GIVEN TASK: Reproduce every one of the records below, replacing each occurrence of "motion event" with "motion alert" and leaving everything else unchanged.

Annotated coordinate records:

^^^^

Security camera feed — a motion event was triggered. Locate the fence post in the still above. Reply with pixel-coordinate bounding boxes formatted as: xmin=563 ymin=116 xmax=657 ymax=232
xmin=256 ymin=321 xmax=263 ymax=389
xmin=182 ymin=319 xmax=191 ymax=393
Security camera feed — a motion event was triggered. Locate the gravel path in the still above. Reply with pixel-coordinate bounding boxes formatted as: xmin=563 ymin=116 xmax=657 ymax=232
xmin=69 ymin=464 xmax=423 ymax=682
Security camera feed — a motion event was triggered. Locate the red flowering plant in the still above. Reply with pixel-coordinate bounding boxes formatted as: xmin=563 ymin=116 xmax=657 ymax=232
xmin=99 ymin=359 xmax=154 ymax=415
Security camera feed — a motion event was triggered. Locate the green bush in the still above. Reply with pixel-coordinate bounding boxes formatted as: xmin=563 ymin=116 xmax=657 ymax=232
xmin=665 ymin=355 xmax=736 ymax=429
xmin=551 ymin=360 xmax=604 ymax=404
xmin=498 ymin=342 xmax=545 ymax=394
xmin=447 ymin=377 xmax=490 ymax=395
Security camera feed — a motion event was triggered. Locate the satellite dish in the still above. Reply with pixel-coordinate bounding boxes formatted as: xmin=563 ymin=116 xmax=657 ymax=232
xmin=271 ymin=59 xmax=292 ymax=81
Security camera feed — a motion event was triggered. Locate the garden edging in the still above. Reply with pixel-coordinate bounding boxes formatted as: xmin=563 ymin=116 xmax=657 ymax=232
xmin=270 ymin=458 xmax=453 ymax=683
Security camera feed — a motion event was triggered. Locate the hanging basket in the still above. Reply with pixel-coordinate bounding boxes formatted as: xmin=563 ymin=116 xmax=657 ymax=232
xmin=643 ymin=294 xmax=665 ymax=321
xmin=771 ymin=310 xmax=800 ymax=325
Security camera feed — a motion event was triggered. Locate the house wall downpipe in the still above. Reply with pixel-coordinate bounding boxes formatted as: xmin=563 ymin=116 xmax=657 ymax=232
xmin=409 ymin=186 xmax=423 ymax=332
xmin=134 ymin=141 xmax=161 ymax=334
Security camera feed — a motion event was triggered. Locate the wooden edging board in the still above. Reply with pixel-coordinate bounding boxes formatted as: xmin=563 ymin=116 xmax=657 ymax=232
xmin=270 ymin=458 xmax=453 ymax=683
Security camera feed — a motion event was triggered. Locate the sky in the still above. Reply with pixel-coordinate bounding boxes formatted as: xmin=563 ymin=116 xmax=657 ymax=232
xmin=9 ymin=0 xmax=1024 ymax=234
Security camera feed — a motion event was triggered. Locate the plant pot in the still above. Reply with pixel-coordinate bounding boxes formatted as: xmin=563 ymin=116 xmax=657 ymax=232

^^^^

ANSWER TO THE TASK:
Security camera feed — a motion alert was triggered. Locate the fence post in the still above. Reply with pixel-coordinate bounding boxes formatted as: xmin=563 ymin=116 xmax=657 ymax=232
xmin=256 ymin=321 xmax=263 ymax=389
xmin=182 ymin=319 xmax=191 ymax=393
Security camera feed — a motion alert was triggered. Locate the gravel path in the still above. Reply with pixel-coordinate bounding boxes formatted as: xmin=563 ymin=116 xmax=657 ymax=232
xmin=69 ymin=464 xmax=423 ymax=682
Security camera feed — a motion alert was triggered. Locate the red flowering plant in the still above. Reply with pixel-coordinate bounding boxes formatted as: xmin=563 ymin=116 xmax=657 ymax=232
xmin=99 ymin=359 xmax=154 ymax=415
Security camera feed — a motion alert was triggered. Locate the green bush in the still above. Reply with pixel-coordinate bounding boxes formatted as: xmin=563 ymin=116 xmax=657 ymax=232
xmin=665 ymin=355 xmax=736 ymax=429
xmin=551 ymin=360 xmax=604 ymax=404
xmin=498 ymin=342 xmax=545 ymax=394
xmin=447 ymin=377 xmax=490 ymax=395
Security camera feed — a motion alert was triggered. Locate the satellite dish in the still above. Reply with pixel-coordinate bounding boxes formatted as: xmin=563 ymin=116 xmax=657 ymax=232
xmin=271 ymin=59 xmax=292 ymax=81
Security camera feed — a motion alert was triggered. Locate the garden edging in the still above. Reply with pixel-coordinate bounding boxes formatted as: xmin=563 ymin=116 xmax=657 ymax=232
xmin=270 ymin=458 xmax=453 ymax=683
Security camera feed — a motion alert was triggered. Locate the hanging basket in the still above. Reply with pixel-coordinate bounding boxes formatted as: xmin=563 ymin=116 xmax=657 ymax=232
xmin=643 ymin=294 xmax=665 ymax=321
xmin=771 ymin=310 xmax=800 ymax=325
Security camera feed — a motion alert was triggered. Locate the house wall downpipe in the still above. Reply with pixel-coordinate bounding boxes formatted as: xmin=563 ymin=116 xmax=657 ymax=232
xmin=409 ymin=186 xmax=423 ymax=332
xmin=134 ymin=141 xmax=161 ymax=334
Security camera feed — a motion alert was triggered. Locate the wooden edging board in the still above. Reply with pixel-coordinate bounding boxes formatted as: xmin=563 ymin=116 xmax=657 ymax=232
xmin=270 ymin=458 xmax=453 ymax=683
Security camera feed — a motion alert was triggered. Locate the sky in the still above. Reply with pixel-coordinate bounding boxes formatted as: xmin=563 ymin=116 xmax=657 ymax=232
xmin=9 ymin=0 xmax=1024 ymax=234
Security camera feed — a motion alert was triggered. Locate the plant pot in the still above. Reply with pixel-coordinate bounding boxes formatted as: xmin=563 ymin=116 xmax=657 ymax=232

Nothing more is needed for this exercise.